### DOCUMENT
"""

Masciandaro (2006) examine plus largement les principaux facteurs qui déterminent quels sont les pays qui deviennent des OFC. Il souligne l'importance d'une grande stabilité politique, d'un faible taux de criminalité et d'un système juridique de type Common Law, combinés à un faible niveau de dotation en ressources. Dharmapala et Hines (2009) examinent les caractéristiques des paradis fiscaux et confirment que les pays dotée d'une meilleure gouvernance (mesurés par les indicateurs de la Banque mondiale : « voix et responsabilité », « stabilité politique », « efficacité gouvernementale », « État de droit et contrôle de la corruption ») sont beaucoup plus susceptibles que les autres de devenir des paradis fiscaux.
Combien pèsent les paradis fiscaux dans l'économie ?
En dehors des travaux académiques, il existe une abondante « littérature grise », alimentée par les principales organisations intergouvernementales (OCDE, FMI – Fonds monétaire international –, BRI – Banque des règlements internationaux –, FSB – Financial Stability Board –, GAFI – Groupe d'action financière –, etc.) et les ONG (Tax Justice Network, Oxfam, etc.). Ces travaux visent principalement à définir et identifier les paradis fiscaux, les OFC et autres pays et territoires non coopératifs9. Malgré des biais parfois importants dans les méthodologies et les échantillons, elles fournissent des indications tangibles du poids croissant et disproportionné des paradis fiscaux, comme l'illustre le graphique 1 (infra). Selon diverses sources de données recueillies par Christensen et Hampton (2002), le montant total des dépôts bancaires dans les OFC était estimé à 11 Md$ en 1968, 385 Md$ en 1978, 1 000 Md$ au début des années 1990 et 6 000 Md$ à la fin des années 1990. La croissance est encore plus spectaculaire en proportion du PIB mondial : de 0,5 % en 1968 à 5 % dans les années 1980, puis à 20 % dans les années 1990. Il semblerait que la croissance n'a pas cessé au cours des dernières décennies. Plus récemment, Henry (2012), pour le compte de l'ONG Tax Justice Network, rapporte qu'entre 21 000 Md$ et 32 000 Md$ d'actifs financiers non déclarés étaient détenus via des paradis fiscaux en 2010, ce qui représente plus de 30 % du PIB mondial. Enfin Zucman (2013, 2015) estime avec une approche plus méticuleuse que la richesse financière globale des ménages détenus dans les paradis fiscaux en 2013 est d'environ 7 600 Md$. Cette dernière estimation est très inférieure à la précédente, mais reste considérable.
Le développement des paradis fiscaux
Le graphique 1 présente des estimations des dépôts bancaires dans les centres financiers offshore (barres verticales, échelle de gauche) et le ratio des dépôts bancaires sur le PIB mondial (lignes simples et pointillées, échelle de droite), estimations rapportées par Christensen et Hampton (2002) à partir de diverses sources jusqu'en 1997. Pour les années 2010, nous fournissons deux estimations : la plus petite est de Zucman (2014, ménages seulement) et la plus grande de Henry (2012).

"""

### CONSIGNES ET EXIGENCES
D'après le texte sur les paradis fiscaux, à combien Zucman évalue-t-il la richesse financière des ménages détenue dans les paradis fiscaux en 2013 ? La liste provient d'une autre source.

### EXTRAIT DE SOURCE

"""

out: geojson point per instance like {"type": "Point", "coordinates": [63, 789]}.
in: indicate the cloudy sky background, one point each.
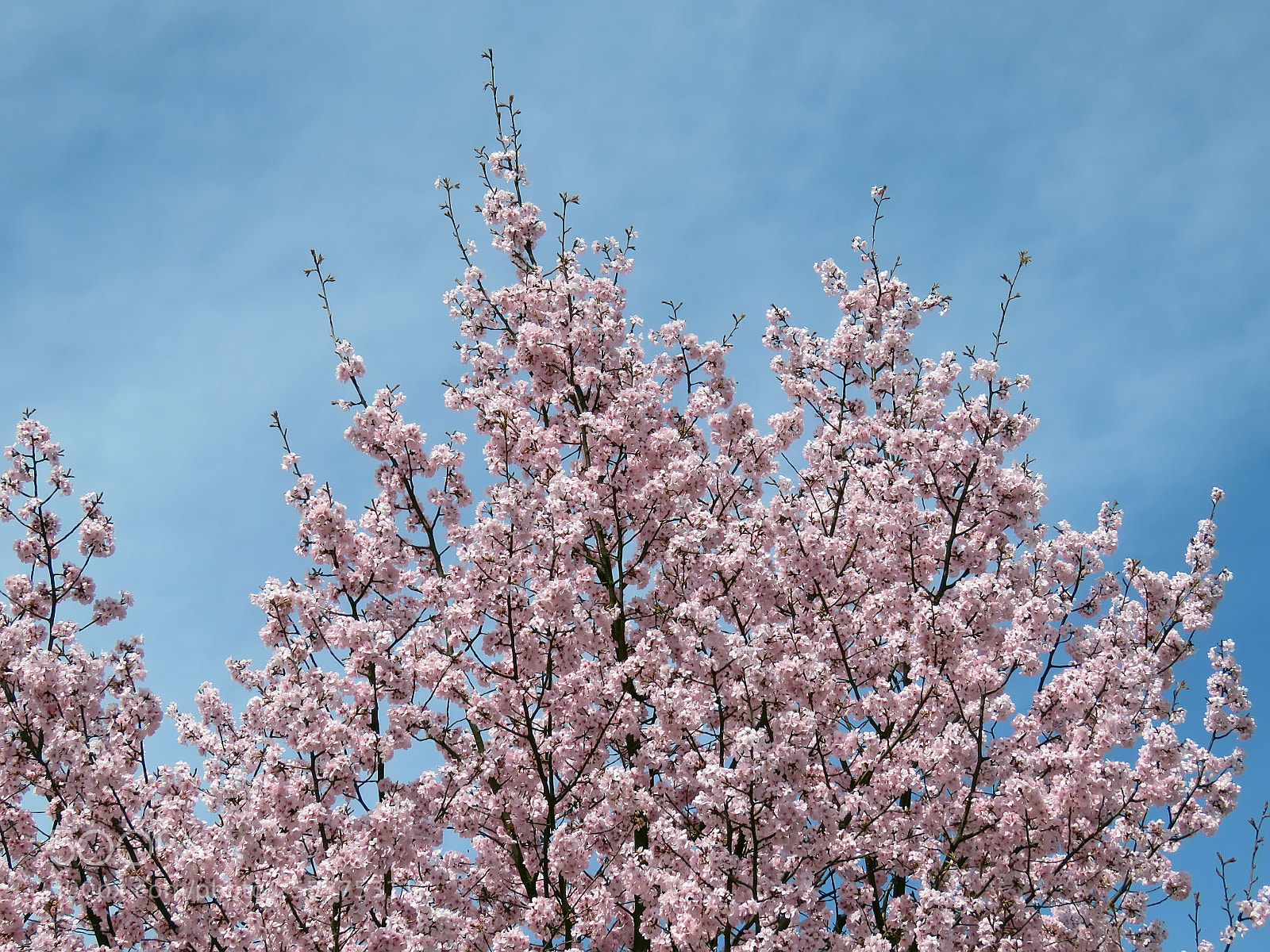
{"type": "Point", "coordinates": [165, 167]}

"""

### RÉPONSE COMPLÈTE
Environ 7 600 Md$.